Reproduce the listing below, replacing every "instance" with "occurrence" and leaving everything else unchanged. Omit the pictures from your answer.

Point placement records
....

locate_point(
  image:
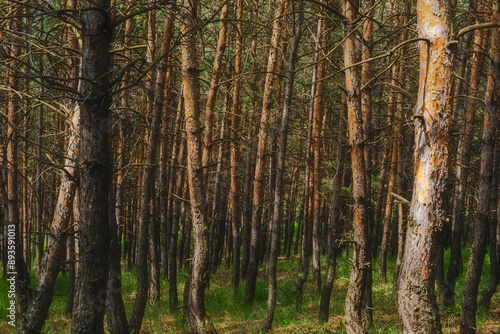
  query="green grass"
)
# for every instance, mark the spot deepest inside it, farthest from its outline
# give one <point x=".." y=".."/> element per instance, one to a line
<point x="230" y="314"/>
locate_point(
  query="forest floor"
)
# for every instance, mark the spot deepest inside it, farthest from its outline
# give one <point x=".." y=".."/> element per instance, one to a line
<point x="230" y="315"/>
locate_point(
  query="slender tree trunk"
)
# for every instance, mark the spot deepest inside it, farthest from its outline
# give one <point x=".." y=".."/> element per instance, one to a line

....

> SOLUTION FOR THIS TASK
locate_point(
  image:
  query="green grass"
)
# for every occurrence, mark the spot deepest inside it, farthest from its outline
# give one <point x=".." y=".."/> element per occurrence, one to a line
<point x="230" y="314"/>
locate_point(
  query="forest floor"
)
# for every occurrence, mark the spot deepest inside it, farthest from its outline
# give one <point x=".." y=".."/> element per occurrence, one to a line
<point x="230" y="315"/>
locate_point(
  query="slender tree trunk"
)
# for every occurrence, mark the spot deepest inside it, farthest from its outline
# give one <point x=".." y=".."/> element per occurrence, one to a line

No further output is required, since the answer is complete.